** BEGIN Information supplied **
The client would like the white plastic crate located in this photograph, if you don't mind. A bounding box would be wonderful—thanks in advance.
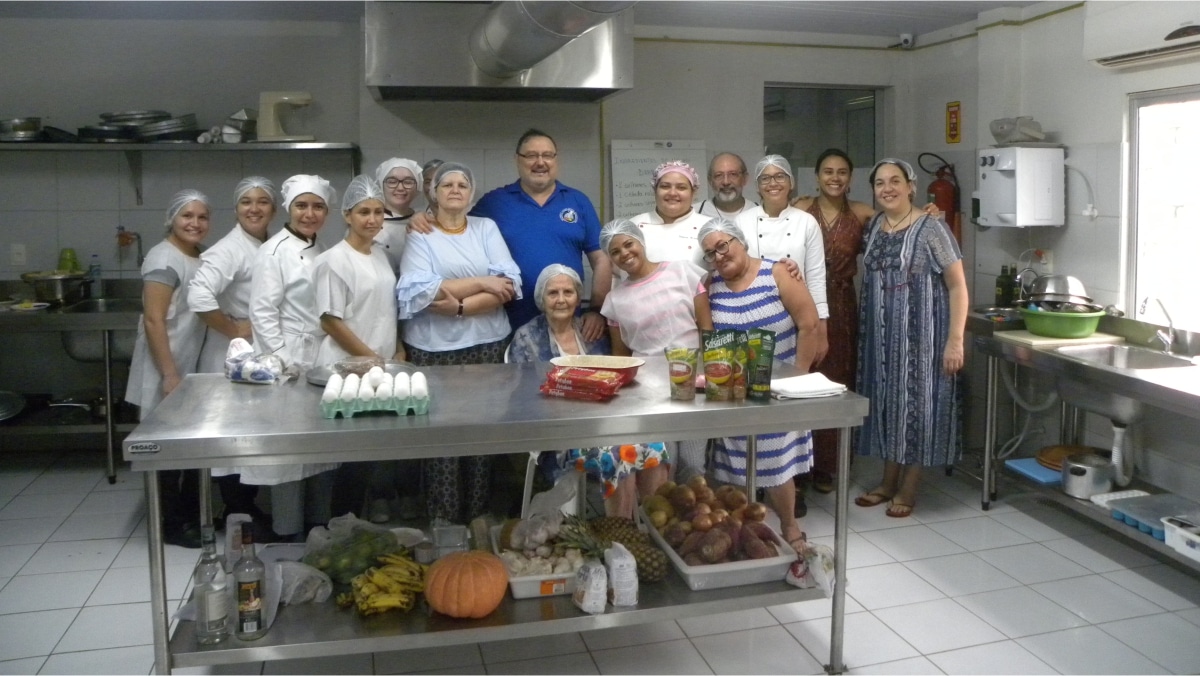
[1163,514,1200,561]
[638,507,796,592]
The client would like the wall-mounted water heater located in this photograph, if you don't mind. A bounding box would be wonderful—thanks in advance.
[976,148,1067,228]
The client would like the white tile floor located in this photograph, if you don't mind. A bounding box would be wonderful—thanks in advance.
[0,453,1200,674]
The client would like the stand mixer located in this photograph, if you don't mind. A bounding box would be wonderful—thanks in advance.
[258,91,316,142]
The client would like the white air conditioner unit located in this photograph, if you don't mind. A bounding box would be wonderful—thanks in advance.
[1084,0,1200,68]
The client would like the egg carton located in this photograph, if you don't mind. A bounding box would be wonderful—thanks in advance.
[320,396,430,419]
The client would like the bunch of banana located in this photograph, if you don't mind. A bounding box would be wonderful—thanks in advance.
[337,554,428,615]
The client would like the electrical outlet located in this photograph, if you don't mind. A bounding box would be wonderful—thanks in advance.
[1038,249,1054,275]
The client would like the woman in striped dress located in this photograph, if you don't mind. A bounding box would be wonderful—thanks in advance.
[696,219,817,551]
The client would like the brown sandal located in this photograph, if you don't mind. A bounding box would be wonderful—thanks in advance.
[854,490,894,507]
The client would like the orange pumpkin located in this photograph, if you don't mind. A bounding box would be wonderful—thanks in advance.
[425,550,509,618]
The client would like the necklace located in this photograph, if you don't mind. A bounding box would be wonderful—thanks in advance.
[883,207,912,233]
[433,220,467,234]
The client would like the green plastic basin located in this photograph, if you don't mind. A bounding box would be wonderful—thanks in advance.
[1021,307,1104,337]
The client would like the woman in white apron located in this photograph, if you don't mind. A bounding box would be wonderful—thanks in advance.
[238,174,337,542]
[125,190,209,549]
[187,177,276,530]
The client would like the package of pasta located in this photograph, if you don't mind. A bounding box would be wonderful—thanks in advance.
[746,329,775,401]
[546,366,624,396]
[700,329,738,401]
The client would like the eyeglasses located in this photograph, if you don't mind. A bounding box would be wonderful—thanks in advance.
[383,179,416,190]
[517,152,558,162]
[704,237,737,263]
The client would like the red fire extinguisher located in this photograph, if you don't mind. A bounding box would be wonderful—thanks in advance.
[917,152,962,245]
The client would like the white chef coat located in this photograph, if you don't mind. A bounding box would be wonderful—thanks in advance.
[376,214,413,279]
[250,227,325,365]
[628,209,712,273]
[738,205,829,319]
[313,239,396,365]
[125,240,204,417]
[229,227,338,486]
[691,199,758,221]
[187,223,263,373]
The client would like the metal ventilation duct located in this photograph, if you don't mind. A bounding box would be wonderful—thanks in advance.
[365,1,634,102]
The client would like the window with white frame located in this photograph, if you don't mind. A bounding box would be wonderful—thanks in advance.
[1127,85,1200,331]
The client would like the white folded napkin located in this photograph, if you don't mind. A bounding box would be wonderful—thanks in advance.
[770,373,846,399]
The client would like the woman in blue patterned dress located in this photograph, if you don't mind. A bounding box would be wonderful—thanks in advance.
[854,158,967,518]
[696,219,817,551]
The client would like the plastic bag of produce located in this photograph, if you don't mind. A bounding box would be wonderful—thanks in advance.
[278,561,334,605]
[301,514,403,585]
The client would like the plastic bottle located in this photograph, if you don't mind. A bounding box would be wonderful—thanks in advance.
[192,526,229,645]
[233,525,266,641]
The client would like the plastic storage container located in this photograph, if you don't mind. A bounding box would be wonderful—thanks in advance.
[1021,307,1104,337]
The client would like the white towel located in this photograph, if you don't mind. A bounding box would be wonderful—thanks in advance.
[770,373,846,399]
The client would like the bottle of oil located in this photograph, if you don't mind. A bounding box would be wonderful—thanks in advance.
[994,265,1013,307]
[233,524,266,641]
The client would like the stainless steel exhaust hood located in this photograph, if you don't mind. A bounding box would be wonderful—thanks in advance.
[366,0,634,102]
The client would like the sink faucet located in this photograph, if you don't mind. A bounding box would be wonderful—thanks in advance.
[1139,295,1175,354]
[116,226,146,268]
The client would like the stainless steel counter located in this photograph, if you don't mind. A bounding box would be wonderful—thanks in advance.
[124,358,868,674]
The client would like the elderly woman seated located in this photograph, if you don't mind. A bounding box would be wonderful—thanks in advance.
[509,264,667,516]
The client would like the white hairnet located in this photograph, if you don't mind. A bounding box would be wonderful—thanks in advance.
[164,189,212,234]
[282,174,337,211]
[754,155,796,184]
[376,157,421,187]
[533,263,583,311]
[696,219,746,247]
[430,162,475,204]
[233,177,280,205]
[600,219,646,253]
[342,174,386,213]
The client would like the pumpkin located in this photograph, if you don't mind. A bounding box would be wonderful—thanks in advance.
[425,550,509,618]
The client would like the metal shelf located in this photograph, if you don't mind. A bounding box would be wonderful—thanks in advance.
[0,142,362,205]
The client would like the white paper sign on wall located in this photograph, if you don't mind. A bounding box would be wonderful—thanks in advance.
[611,140,708,219]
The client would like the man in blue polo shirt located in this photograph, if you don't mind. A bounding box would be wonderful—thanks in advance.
[410,128,612,341]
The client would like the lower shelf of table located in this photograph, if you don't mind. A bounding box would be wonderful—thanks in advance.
[170,574,823,669]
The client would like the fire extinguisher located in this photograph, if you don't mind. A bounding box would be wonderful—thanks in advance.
[917,152,962,246]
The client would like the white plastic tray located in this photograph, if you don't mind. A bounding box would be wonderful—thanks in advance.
[638,508,796,592]
[490,526,575,598]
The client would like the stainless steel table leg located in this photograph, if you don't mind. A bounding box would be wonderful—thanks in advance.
[826,427,851,674]
[979,355,1000,510]
[101,331,116,484]
[746,435,758,502]
[143,471,170,674]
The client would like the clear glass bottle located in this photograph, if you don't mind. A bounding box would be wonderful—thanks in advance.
[233,524,266,641]
[192,525,229,645]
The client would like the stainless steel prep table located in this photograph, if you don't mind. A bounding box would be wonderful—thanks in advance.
[124,358,868,672]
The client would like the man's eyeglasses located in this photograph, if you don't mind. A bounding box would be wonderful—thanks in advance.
[517,152,558,162]
[704,237,737,263]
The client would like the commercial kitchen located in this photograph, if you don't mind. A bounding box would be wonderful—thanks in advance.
[0,1,1200,674]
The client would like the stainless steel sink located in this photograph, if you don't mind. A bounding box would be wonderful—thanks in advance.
[1055,345,1192,425]
[1056,345,1192,371]
[62,298,142,361]
[62,298,142,312]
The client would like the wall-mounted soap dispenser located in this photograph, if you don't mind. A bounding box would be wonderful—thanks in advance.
[976,148,1067,228]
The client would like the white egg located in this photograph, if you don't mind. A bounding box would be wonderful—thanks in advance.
[392,372,412,399]
[412,371,430,399]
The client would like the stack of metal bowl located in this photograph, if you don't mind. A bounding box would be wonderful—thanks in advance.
[1028,275,1102,312]
[0,118,43,143]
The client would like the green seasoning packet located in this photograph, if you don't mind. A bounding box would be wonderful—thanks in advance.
[701,329,738,401]
[746,329,775,401]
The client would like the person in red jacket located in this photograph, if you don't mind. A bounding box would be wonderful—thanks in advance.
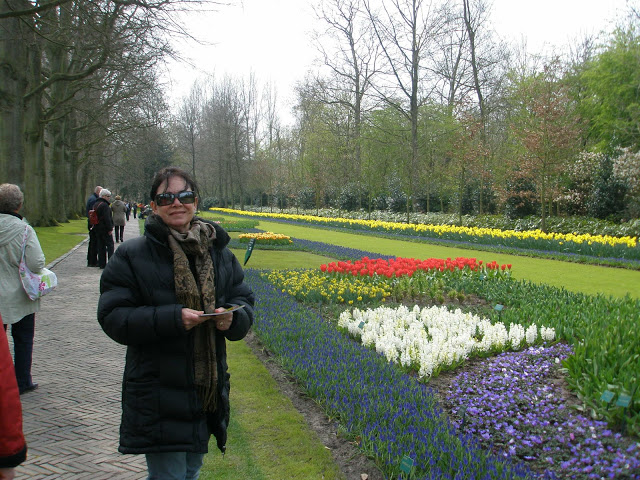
[0,317,27,480]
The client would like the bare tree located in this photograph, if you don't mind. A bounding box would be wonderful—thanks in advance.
[315,0,380,181]
[364,0,446,221]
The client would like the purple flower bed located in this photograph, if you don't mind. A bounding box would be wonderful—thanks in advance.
[445,344,640,479]
[246,269,534,480]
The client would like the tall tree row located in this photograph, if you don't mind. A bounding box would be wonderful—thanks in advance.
[0,0,189,225]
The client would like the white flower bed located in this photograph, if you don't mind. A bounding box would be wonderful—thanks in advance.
[338,305,555,378]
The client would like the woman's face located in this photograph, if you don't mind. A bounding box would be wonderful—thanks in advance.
[150,176,198,233]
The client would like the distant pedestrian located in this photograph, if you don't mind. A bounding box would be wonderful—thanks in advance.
[0,316,27,480]
[85,185,102,267]
[111,195,128,243]
[93,188,114,268]
[0,183,45,394]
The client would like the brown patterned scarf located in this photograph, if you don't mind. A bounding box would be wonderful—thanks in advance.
[168,220,218,412]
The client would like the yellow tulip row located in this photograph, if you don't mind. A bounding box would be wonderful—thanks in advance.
[263,270,391,305]
[211,208,638,248]
[238,232,293,243]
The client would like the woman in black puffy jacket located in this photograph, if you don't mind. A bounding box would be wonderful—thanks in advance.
[98,167,254,480]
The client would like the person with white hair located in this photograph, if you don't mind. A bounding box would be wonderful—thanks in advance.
[85,185,102,267]
[0,183,46,394]
[93,188,114,268]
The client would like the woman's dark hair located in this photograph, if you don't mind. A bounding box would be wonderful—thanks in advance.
[151,167,200,201]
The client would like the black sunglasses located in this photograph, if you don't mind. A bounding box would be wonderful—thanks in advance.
[156,191,196,207]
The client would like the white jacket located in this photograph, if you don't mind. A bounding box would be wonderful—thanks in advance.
[0,213,45,325]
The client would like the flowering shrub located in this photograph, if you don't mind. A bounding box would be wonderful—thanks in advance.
[338,305,555,379]
[238,232,293,245]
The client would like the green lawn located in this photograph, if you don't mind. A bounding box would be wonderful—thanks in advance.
[200,342,343,480]
[35,218,89,263]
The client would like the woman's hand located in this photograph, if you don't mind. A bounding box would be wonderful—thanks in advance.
[182,308,204,330]
[182,307,233,331]
[211,307,233,331]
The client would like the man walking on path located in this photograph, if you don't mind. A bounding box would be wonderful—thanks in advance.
[85,185,102,267]
[15,221,147,480]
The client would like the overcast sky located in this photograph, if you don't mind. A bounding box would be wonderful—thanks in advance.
[162,0,638,119]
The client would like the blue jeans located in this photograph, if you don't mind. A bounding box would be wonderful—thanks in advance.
[145,452,204,480]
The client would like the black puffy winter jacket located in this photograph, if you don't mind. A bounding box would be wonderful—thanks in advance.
[98,219,254,453]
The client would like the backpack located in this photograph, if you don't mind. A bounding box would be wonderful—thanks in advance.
[89,209,100,225]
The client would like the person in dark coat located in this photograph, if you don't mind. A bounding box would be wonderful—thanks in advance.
[98,167,254,480]
[85,185,102,267]
[93,188,114,268]
[0,316,27,480]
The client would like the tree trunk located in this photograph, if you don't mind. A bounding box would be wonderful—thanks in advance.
[0,0,28,187]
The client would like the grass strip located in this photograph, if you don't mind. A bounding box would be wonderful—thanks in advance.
[35,219,89,263]
[200,342,343,480]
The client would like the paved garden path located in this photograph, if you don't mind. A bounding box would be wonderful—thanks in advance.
[9,218,146,480]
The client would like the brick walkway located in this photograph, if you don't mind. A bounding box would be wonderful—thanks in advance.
[9,218,146,480]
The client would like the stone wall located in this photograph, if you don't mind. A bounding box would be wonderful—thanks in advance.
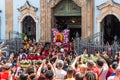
[40,0,94,42]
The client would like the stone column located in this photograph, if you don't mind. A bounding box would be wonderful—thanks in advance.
[82,0,94,38]
[5,0,13,39]
[40,0,47,42]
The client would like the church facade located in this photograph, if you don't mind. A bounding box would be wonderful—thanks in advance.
[0,0,120,42]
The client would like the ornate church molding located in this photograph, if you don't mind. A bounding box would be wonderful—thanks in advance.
[40,0,94,42]
[18,1,39,41]
[96,0,120,41]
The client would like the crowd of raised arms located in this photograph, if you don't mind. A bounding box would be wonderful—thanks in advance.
[0,39,120,80]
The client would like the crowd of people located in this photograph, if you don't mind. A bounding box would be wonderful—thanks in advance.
[0,38,120,80]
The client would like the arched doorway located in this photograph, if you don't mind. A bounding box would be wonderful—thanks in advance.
[52,0,82,41]
[22,16,36,40]
[101,15,120,44]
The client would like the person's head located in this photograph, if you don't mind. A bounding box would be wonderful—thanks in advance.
[75,73,84,80]
[57,60,64,69]
[45,70,54,80]
[67,66,74,78]
[83,72,96,80]
[79,64,87,74]
[3,63,12,70]
[87,60,94,70]
[112,62,118,70]
[115,66,120,76]
[26,66,34,75]
[96,58,104,68]
[20,74,28,80]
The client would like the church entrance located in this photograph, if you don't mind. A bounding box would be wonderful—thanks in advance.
[55,16,81,41]
[101,15,120,45]
[22,16,36,40]
[52,0,82,41]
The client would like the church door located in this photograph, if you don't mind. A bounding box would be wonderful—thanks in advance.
[53,0,81,41]
[101,15,120,44]
[22,16,36,40]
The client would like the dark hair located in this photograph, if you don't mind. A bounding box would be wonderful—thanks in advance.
[96,58,104,67]
[87,60,94,66]
[75,73,83,80]
[45,70,54,79]
[67,66,74,74]
[85,72,96,80]
[112,62,118,70]
[26,66,34,75]
[20,74,28,80]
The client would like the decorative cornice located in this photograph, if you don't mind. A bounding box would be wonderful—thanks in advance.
[97,0,120,10]
[18,0,38,12]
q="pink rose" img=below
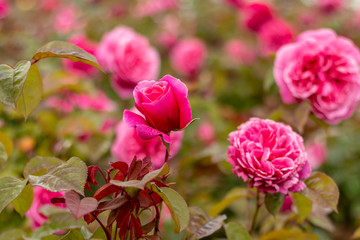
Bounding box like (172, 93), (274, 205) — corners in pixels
(240, 2), (274, 32)
(96, 27), (160, 98)
(64, 35), (97, 77)
(258, 19), (294, 55)
(124, 75), (192, 143)
(111, 121), (183, 169)
(25, 187), (65, 230)
(170, 38), (207, 77)
(228, 118), (311, 194)
(274, 29), (360, 124)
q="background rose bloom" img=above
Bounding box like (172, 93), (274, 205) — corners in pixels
(111, 121), (184, 169)
(170, 38), (207, 76)
(25, 187), (65, 230)
(64, 35), (97, 76)
(124, 75), (192, 142)
(96, 27), (160, 98)
(228, 118), (311, 194)
(274, 29), (360, 124)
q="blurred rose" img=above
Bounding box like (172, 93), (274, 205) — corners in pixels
(240, 2), (274, 32)
(170, 38), (207, 77)
(274, 29), (360, 124)
(96, 27), (160, 98)
(25, 187), (65, 230)
(305, 142), (327, 169)
(111, 121), (183, 169)
(228, 118), (311, 194)
(124, 75), (192, 143)
(64, 35), (97, 76)
(258, 19), (294, 55)
(224, 39), (255, 65)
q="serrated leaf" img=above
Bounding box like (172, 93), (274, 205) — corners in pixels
(224, 222), (250, 240)
(29, 157), (87, 195)
(12, 184), (34, 216)
(209, 187), (247, 217)
(291, 193), (312, 222)
(32, 41), (102, 70)
(265, 193), (285, 216)
(151, 184), (190, 233)
(16, 64), (43, 119)
(304, 172), (339, 212)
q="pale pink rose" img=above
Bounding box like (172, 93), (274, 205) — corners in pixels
(111, 121), (184, 169)
(124, 75), (192, 143)
(25, 187), (65, 230)
(274, 29), (360, 124)
(0, 0), (11, 19)
(170, 38), (207, 76)
(96, 27), (160, 98)
(305, 141), (327, 169)
(64, 35), (97, 77)
(239, 2), (274, 32)
(258, 19), (294, 55)
(224, 39), (255, 65)
(228, 118), (311, 194)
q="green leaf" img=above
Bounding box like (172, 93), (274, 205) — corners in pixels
(12, 184), (34, 216)
(151, 184), (190, 233)
(29, 157), (87, 195)
(16, 64), (43, 119)
(291, 193), (312, 222)
(224, 222), (250, 240)
(304, 172), (339, 212)
(23, 157), (64, 177)
(0, 177), (27, 212)
(265, 193), (285, 216)
(209, 187), (248, 217)
(32, 41), (102, 70)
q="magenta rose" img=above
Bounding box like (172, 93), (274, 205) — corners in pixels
(25, 187), (65, 230)
(96, 27), (160, 98)
(111, 119), (184, 169)
(124, 75), (192, 143)
(170, 38), (207, 77)
(274, 29), (360, 124)
(228, 118), (311, 194)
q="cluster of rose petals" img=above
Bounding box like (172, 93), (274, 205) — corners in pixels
(170, 38), (207, 77)
(124, 75), (192, 143)
(228, 118), (311, 194)
(274, 29), (360, 124)
(111, 121), (183, 169)
(25, 187), (65, 230)
(64, 35), (97, 76)
(96, 27), (160, 98)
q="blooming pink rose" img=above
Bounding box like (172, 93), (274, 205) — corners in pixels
(258, 19), (294, 55)
(111, 121), (183, 169)
(124, 75), (192, 143)
(240, 2), (274, 32)
(96, 27), (160, 98)
(274, 29), (360, 124)
(170, 38), (207, 76)
(228, 118), (311, 194)
(25, 187), (65, 230)
(64, 35), (97, 76)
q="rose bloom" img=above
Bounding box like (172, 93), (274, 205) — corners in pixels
(96, 27), (160, 98)
(274, 29), (360, 124)
(258, 19), (294, 55)
(64, 35), (97, 77)
(25, 187), (65, 230)
(240, 2), (274, 32)
(111, 121), (183, 169)
(170, 38), (207, 77)
(228, 118), (311, 194)
(124, 75), (192, 143)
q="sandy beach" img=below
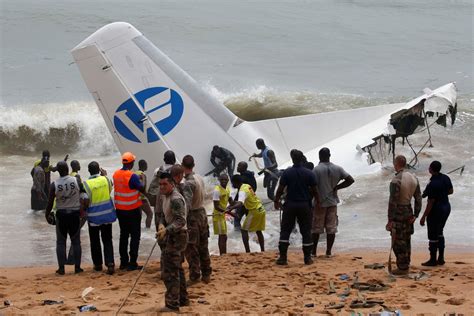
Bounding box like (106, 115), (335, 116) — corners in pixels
(0, 249), (474, 315)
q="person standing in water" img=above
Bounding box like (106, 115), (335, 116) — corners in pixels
(420, 160), (453, 266)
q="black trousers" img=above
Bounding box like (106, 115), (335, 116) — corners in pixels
(89, 224), (114, 266)
(263, 169), (279, 201)
(56, 210), (82, 268)
(426, 202), (451, 249)
(280, 202), (313, 247)
(116, 208), (142, 266)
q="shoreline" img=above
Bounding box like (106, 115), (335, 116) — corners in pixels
(0, 247), (474, 315)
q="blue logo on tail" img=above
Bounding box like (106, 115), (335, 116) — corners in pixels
(114, 87), (184, 143)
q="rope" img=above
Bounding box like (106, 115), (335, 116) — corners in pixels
(115, 240), (158, 315)
(446, 165), (465, 176)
** END Information supplied **
Exercise brief:
Reproduce the entries from the line that contains "The client would like the white plastic tray" through the line that contains "[490,526,575,598]", inclusive, renaming "plastic tray" to "serving tray" and leaving everything else the same.

In response:
The client would like the white serving tray located in this photograph, if you don't mind. A bounding box would be wonderful—thanks in advance.
[638,508,796,592]
[490,526,575,598]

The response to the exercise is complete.